▶ [PASSAGE GIVEN]:

Intelllex saves lawyers from ‘reinventing the wheel’

The Edge Singapore

The glamour and big bucks of the law has long been a key pillar of the “Singapore Dream”, but the trials and tribulations of the legal profession have often been cause for second thoughts. A day in the life of a high-flying attorney involves poring through piles of legal documents written in arcane language under severe time pressure. Small wonder, then, that three out of four lawyers leave the profession within 10 years.

Memories of stressful all-nighters, dealing with difficult bosses and having meals at odd hours remain vivid in the mind of one young lawyer. “You will also become heavily reliant on coffee or energy drinks, and drink copious amounts of alcohol on nights off to combat the stress and calm the nerves. Your social life will suffer. And trust me, you are going to be cancelling a lot of lunch and dinner appointments,” says RV, a member of the Law Society’s Young Lawyer’s Committee in an op-ed for its Law Gazette publication.

▶ [DATA LINES]:

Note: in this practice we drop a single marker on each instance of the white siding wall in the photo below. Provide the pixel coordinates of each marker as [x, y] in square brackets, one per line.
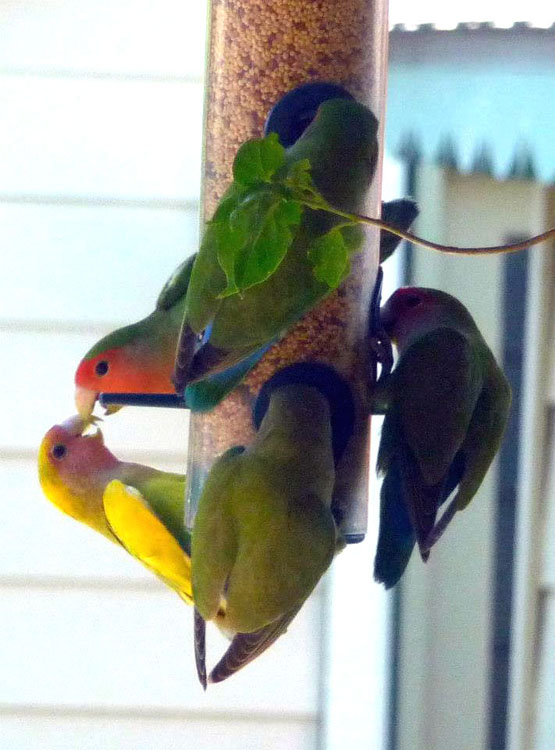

▶ [PROBLEMS]:
A) From the article on Intelllex, quote the passage that begins at the words "Memories of stressful" and stops after the words "Law Gazette publication.".
B) In the article on Intelllex, what memories of the young lawyer are listed in the paragraph that begins "Memories of stressful all-nighters"?
C) Proceed with the article on Intelllex, picking up after its last paragraph.
None of the material is needed here.

▶ [THE RESPONSES]:
A)
Memories of stressful all-nighters, dealing with difficult bosses and having meals at odd hours remain vivid in the mind of one young lawyer. “You will also become heavily reliant on coffee or energy drinks, and drink copious amounts of alcohol on nights off to combat the stress and calm the nerves. Your social life will suffer. And trust me, you are going to be cancelling a lot of lunch and dinner appointments,” says RV, a member of the Law Society’s Young Lawyer’s Committee in an op-ed for its Law Gazette publication.

B) Stressful all-nighters, dealing with difficult bosses, and having meals at odd hours.

C)
Much of this stress stems from how law firms manage the reams of information that come their way. As Singapore’s common law legal system requires lawyers to cite legal precedent from past cases, attorneys need to deal with large amounts of information gleaned over several years.

Borrowing a line made famous by former US defence secretary Donald Rumsfeld, former lawyer Chang Zi Qian says that attorneys often “don’t know what they don’t know”. The process by which they obtain information from databases and colleagues is often uncoordinated and manual.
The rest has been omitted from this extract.